**ARBEITSANWEISUNG**
Wie lautet der Textauszug über Achtsamkeit unten von „Ich habe es nicht“ bis „Freunde der Achtsamkeit!“? Gib diese Stelle wortgetreu wieder.

Ich habe es nicht so gemeint – eine sehr häufige Aussage, die in den meisten Fällen einem folgenden, späteren Bedauern über eine Aussage, eine Handlung etc. folgt…
Herzliche willkommen liebe Freunde der Achtsamkeit!
Einmal mehr offenbarte sich mir das tägliche Leben als hervorragender Lehrmeister, als Gelegenheit, Dinge bewusst, achtsam wahrzunehmen. Hingewiesen zu werden.
Sicher kennt Ihr jene Aussage aus verschiedensten Situationen. Sei es nun, dass wir diese Aussage bei Anderen aufgeschnappt haben, dass wir selbst im Zuge… oder nach einer Konfliktsituation mit dieser Aussage „Ich habe es so ja nicht gemeint“ bedacht wurden…
Sei es, dass wir selbst diese Aussage tätigten, da uns spätestens NACH einem Konflikt bewusst wurde, dass wir in unserem Ausdruck (ob nun verbal oder handlungstechnisch) „unangemessen“ reagiert hatten.
Es wurde halt einfach ausgesprochen, ohne sich auch hier… möglicherweise… mit einer tieferen Bedeutung, Bedeutsamkeit … letztlich Achtsamkeit, auseinander zu setzen.

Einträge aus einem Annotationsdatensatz
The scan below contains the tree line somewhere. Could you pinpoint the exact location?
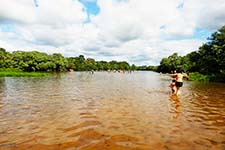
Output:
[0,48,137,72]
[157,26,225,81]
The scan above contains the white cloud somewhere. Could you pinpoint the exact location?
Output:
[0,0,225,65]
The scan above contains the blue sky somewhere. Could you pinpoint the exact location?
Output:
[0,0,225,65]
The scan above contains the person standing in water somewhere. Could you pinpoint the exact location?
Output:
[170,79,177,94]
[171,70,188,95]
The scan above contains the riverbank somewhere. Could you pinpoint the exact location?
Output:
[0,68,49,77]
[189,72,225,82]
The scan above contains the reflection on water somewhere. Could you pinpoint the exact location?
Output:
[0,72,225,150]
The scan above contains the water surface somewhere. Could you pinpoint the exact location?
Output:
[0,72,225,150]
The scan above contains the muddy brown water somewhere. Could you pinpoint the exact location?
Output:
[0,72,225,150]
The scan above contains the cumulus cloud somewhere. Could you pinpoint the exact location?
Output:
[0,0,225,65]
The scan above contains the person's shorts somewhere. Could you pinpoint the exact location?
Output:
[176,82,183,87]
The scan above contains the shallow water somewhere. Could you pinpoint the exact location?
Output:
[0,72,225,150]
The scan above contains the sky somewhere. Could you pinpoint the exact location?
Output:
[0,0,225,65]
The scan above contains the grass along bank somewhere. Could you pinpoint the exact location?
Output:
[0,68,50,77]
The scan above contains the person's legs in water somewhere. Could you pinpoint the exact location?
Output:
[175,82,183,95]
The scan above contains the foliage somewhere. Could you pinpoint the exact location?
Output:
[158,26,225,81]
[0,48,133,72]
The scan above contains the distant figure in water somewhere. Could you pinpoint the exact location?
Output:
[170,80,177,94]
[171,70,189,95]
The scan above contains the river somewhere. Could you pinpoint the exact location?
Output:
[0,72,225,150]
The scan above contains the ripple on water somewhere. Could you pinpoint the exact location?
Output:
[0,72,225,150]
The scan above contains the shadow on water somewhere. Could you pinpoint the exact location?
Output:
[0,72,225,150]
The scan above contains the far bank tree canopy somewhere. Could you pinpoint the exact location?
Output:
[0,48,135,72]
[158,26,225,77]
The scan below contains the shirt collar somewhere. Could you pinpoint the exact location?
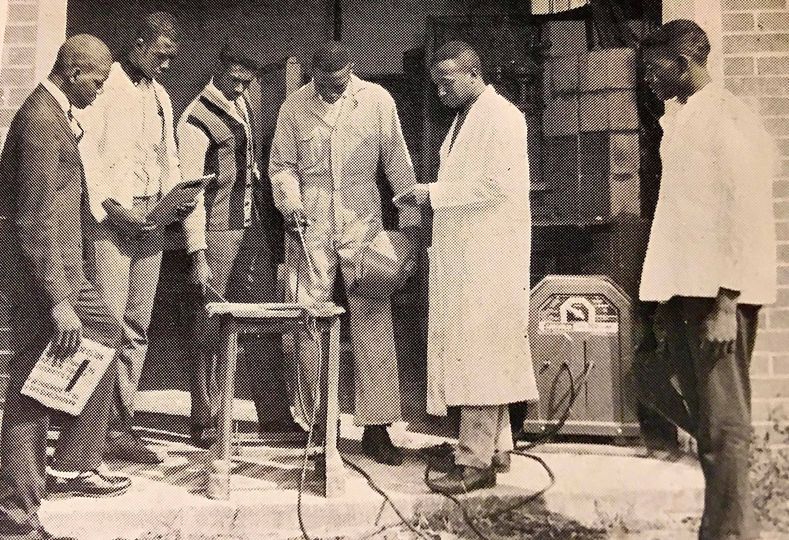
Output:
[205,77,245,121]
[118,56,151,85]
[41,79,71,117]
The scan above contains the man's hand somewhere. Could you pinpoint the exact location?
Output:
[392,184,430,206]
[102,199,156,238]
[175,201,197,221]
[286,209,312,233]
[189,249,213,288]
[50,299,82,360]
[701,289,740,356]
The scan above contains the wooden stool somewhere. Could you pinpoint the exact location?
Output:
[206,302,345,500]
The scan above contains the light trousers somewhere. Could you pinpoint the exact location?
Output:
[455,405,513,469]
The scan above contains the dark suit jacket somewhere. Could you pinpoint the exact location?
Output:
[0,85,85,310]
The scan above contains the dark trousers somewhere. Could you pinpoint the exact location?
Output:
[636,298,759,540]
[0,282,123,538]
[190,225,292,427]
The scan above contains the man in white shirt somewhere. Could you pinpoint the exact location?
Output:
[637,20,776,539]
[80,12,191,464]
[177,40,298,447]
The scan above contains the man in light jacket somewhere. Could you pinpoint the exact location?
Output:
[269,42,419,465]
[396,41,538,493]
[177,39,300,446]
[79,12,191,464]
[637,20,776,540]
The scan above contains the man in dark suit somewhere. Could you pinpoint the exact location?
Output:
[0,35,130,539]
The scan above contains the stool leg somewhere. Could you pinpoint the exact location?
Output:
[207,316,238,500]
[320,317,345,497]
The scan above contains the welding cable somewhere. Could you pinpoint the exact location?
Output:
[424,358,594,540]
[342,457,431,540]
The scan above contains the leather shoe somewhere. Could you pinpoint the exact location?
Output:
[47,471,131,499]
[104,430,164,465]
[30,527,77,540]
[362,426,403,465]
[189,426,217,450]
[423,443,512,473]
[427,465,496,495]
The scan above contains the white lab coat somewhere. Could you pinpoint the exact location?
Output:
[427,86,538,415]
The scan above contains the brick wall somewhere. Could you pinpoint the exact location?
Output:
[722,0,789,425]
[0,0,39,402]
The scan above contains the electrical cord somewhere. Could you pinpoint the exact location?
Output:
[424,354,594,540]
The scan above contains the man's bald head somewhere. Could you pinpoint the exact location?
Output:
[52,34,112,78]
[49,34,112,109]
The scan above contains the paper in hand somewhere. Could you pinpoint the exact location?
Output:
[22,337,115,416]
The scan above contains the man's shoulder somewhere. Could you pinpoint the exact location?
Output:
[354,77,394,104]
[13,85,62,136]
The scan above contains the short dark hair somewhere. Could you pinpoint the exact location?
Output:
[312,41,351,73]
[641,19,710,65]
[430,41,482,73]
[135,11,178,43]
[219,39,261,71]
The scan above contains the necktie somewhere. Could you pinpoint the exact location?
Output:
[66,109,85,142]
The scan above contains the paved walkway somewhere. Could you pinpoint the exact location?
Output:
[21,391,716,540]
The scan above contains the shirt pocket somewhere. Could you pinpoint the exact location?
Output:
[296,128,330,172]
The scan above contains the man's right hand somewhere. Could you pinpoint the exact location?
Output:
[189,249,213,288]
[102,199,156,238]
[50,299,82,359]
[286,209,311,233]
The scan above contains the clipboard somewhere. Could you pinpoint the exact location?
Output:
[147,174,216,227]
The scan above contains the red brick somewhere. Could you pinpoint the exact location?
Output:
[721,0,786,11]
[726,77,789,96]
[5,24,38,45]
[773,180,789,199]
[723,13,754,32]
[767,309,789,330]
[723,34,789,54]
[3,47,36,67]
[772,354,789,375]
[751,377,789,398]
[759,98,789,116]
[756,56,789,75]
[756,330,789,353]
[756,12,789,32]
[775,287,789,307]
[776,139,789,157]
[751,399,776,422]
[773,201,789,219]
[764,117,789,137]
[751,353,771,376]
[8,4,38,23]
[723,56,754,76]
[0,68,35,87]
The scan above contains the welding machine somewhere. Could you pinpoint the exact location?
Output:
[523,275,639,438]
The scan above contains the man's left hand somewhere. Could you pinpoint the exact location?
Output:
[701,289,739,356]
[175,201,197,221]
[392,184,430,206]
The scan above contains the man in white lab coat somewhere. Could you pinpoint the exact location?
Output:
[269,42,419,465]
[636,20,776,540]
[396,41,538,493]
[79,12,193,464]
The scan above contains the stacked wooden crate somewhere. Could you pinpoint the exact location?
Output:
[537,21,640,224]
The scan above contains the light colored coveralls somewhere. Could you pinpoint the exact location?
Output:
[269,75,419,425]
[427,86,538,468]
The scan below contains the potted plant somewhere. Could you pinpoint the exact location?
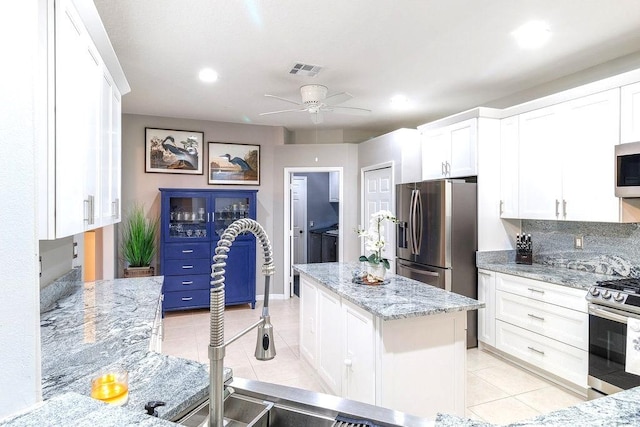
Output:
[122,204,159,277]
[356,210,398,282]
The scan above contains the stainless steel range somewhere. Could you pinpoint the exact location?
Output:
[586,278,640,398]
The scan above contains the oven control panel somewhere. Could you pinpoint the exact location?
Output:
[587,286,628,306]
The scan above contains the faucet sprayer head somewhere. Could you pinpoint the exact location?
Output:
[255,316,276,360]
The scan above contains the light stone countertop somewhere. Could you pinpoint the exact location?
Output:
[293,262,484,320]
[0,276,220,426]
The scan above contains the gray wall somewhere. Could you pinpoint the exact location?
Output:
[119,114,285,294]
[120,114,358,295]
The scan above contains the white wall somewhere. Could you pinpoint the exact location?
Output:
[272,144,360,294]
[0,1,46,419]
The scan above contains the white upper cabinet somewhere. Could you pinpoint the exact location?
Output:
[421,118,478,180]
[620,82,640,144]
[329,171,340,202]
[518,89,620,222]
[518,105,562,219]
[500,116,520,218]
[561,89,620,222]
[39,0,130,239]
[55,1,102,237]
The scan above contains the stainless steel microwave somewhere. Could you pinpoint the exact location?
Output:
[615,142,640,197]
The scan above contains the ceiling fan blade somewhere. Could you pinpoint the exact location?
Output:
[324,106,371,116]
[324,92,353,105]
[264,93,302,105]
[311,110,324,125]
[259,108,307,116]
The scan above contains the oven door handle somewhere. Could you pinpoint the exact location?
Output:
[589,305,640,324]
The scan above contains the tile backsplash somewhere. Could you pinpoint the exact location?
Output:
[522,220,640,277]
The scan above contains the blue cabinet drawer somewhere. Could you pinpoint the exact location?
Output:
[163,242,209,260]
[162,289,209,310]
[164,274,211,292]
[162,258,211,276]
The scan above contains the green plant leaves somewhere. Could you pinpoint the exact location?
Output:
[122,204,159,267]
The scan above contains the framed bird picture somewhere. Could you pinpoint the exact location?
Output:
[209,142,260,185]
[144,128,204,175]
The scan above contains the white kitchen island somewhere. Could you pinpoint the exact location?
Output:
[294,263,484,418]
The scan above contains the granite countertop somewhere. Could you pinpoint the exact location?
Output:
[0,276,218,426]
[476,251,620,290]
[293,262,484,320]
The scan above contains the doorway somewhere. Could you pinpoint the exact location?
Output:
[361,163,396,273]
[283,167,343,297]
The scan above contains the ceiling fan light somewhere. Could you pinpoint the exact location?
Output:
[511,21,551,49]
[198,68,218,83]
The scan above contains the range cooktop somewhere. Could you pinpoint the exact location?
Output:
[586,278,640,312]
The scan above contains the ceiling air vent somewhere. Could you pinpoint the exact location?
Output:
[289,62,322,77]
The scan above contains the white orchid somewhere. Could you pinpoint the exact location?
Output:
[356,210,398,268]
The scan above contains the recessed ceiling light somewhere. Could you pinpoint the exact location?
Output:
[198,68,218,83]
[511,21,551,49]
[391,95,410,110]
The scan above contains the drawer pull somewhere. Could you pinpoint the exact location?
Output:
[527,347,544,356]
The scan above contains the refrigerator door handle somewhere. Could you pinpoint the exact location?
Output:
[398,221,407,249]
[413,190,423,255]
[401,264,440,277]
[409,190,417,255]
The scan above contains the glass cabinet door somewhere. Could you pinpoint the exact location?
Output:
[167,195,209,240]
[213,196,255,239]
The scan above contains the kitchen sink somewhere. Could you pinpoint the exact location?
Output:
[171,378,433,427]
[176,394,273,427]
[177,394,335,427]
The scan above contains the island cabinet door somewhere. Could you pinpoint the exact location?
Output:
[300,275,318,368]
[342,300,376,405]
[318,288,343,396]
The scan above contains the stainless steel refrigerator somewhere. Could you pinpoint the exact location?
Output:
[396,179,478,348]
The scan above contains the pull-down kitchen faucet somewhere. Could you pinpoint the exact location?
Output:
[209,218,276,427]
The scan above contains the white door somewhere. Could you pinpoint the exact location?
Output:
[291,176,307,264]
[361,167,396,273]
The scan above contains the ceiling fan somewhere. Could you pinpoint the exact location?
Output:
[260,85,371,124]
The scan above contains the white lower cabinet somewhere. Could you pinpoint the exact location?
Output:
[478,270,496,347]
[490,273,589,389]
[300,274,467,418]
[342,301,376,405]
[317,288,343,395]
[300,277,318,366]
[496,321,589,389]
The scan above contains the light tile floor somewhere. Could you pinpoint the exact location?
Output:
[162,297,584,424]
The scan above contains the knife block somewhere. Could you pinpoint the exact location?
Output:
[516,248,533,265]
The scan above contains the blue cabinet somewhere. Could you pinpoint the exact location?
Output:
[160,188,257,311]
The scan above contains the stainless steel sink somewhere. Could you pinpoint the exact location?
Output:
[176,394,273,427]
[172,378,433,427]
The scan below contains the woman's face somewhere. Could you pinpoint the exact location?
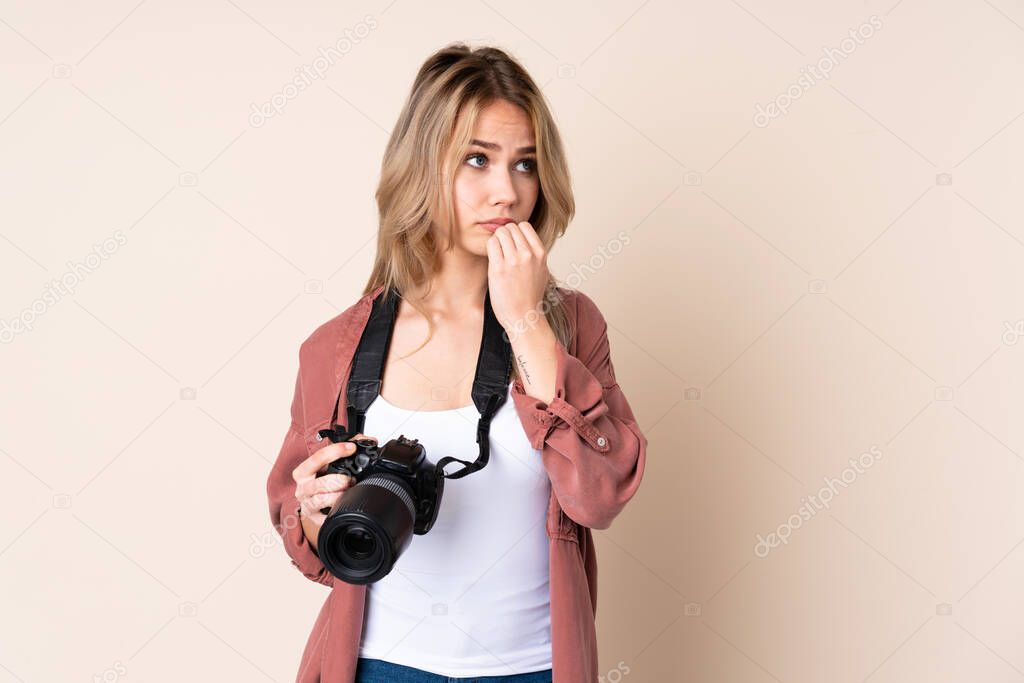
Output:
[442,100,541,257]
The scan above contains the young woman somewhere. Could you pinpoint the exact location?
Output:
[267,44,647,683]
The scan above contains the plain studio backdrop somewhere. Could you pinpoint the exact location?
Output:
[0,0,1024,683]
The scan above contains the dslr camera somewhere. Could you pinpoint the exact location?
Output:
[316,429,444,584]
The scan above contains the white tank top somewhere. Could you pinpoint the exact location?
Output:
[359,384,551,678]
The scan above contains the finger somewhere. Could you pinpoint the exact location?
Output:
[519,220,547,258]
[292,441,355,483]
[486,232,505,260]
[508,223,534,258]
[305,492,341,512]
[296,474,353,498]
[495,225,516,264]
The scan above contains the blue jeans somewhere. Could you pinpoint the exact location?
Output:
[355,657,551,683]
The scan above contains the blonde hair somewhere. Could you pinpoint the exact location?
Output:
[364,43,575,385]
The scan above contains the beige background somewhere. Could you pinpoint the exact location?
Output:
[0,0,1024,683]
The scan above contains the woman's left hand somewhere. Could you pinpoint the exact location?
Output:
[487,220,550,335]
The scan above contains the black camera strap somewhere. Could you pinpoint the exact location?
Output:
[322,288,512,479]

**ANTWORT**
Ich habe es nicht so gemeint – eine sehr häufige Aussage, die in den meisten Fällen einem folgenden, späteren Bedauern über eine Aussage, eine Handlung etc. folgt…
Herzliche willkommen liebe Freunde der Achtsamkeit!